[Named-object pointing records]
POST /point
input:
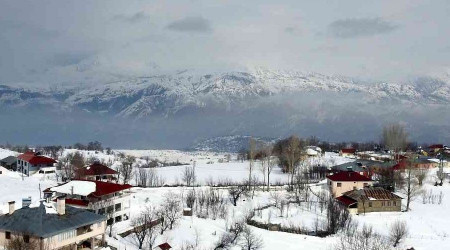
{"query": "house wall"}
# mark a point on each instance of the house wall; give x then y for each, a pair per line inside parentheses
(346, 186)
(101, 207)
(56, 242)
(380, 206)
(98, 229)
(29, 169)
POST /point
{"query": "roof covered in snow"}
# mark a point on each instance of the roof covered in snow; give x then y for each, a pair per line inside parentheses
(36, 158)
(348, 176)
(371, 193)
(37, 221)
(83, 188)
(89, 188)
(97, 169)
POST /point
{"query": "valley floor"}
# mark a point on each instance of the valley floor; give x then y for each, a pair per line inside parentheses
(427, 223)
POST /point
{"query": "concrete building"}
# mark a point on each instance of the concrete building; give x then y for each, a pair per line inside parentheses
(344, 181)
(370, 199)
(33, 162)
(105, 198)
(98, 172)
(52, 226)
(9, 163)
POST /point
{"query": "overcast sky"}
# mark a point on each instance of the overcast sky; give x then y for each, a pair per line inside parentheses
(94, 41)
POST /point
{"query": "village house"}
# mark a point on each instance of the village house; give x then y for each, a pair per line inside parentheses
(52, 226)
(416, 162)
(363, 167)
(32, 162)
(105, 198)
(163, 246)
(432, 149)
(9, 163)
(313, 151)
(98, 172)
(370, 199)
(344, 181)
(374, 156)
(347, 152)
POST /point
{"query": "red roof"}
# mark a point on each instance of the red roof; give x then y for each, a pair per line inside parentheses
(348, 150)
(346, 200)
(76, 202)
(35, 158)
(101, 188)
(104, 188)
(165, 246)
(97, 169)
(348, 176)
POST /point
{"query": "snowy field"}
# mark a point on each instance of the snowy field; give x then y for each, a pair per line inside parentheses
(427, 223)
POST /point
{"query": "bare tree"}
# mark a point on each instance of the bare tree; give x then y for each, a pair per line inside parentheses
(142, 177)
(236, 192)
(172, 209)
(292, 154)
(250, 241)
(263, 169)
(420, 175)
(144, 227)
(366, 239)
(409, 185)
(271, 162)
(229, 238)
(251, 155)
(125, 169)
(189, 176)
(397, 232)
(337, 216)
(394, 137)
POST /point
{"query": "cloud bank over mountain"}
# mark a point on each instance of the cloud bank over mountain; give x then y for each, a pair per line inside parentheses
(163, 73)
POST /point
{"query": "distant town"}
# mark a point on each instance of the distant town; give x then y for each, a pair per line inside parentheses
(326, 195)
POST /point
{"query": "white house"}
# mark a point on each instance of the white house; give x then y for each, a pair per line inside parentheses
(105, 198)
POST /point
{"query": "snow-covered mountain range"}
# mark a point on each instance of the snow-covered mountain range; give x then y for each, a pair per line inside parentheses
(171, 94)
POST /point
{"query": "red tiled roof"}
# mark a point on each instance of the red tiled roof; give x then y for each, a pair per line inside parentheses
(104, 188)
(348, 150)
(348, 176)
(346, 200)
(97, 169)
(35, 159)
(371, 193)
(165, 246)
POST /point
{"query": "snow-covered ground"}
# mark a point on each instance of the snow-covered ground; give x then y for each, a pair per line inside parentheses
(427, 223)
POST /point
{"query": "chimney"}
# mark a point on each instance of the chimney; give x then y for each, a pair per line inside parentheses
(12, 207)
(61, 205)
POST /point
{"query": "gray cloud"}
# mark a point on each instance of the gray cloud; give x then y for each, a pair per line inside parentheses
(190, 24)
(137, 17)
(360, 27)
(66, 59)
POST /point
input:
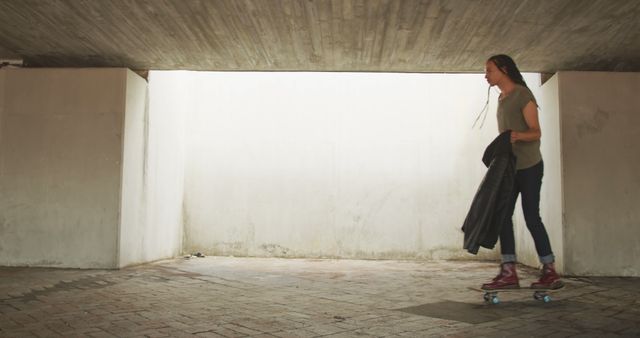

What you need to do:
Return each line from the rows above that contains the word "town".

Response to this task:
{"query": "distant town"}
# mark a point on each instance of the distant town; give x then y for each, a pair per line inside parentheses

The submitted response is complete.